── SUPPLIED DATA

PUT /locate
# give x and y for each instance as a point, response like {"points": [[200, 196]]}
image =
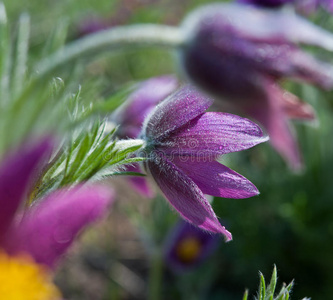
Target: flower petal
{"points": [[259, 24], [213, 134], [132, 113], [214, 178], [175, 111], [49, 228], [16, 174], [185, 196]]}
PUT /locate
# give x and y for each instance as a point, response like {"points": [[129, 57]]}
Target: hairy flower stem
{"points": [[155, 276], [112, 39]]}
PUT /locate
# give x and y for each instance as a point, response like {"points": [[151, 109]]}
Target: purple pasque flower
{"points": [[45, 230], [132, 113], [267, 3], [302, 6], [238, 53], [187, 246], [182, 145]]}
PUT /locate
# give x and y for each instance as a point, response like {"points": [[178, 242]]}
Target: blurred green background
{"points": [[289, 224]]}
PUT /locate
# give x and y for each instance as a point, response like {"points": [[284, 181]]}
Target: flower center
{"points": [[188, 249], [21, 278]]}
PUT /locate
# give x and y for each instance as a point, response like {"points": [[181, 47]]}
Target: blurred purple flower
{"points": [[267, 3], [238, 53], [187, 246], [132, 113], [182, 145], [303, 6], [48, 228]]}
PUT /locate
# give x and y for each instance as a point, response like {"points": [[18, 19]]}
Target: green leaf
{"points": [[271, 287], [21, 54]]}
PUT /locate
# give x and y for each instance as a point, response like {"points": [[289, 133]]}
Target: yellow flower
{"points": [[22, 278]]}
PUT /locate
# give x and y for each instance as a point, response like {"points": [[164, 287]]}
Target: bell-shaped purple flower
{"points": [[238, 53], [182, 145], [132, 113], [48, 228], [188, 246]]}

────

# SET EXERCISE
Please find every line in the items above that contains the word "Target", treating uppercase and lowercase as different, and copy each of those lines.

# THE SOLUTION
Target: flower petal
Target: hairy flower stem
Target: purple pasque flower
Target: blurred green background
Target: flower center
Target: blurred purple flower
Target: green leaf
Target: yellow flower
Target: bell-shaped purple flower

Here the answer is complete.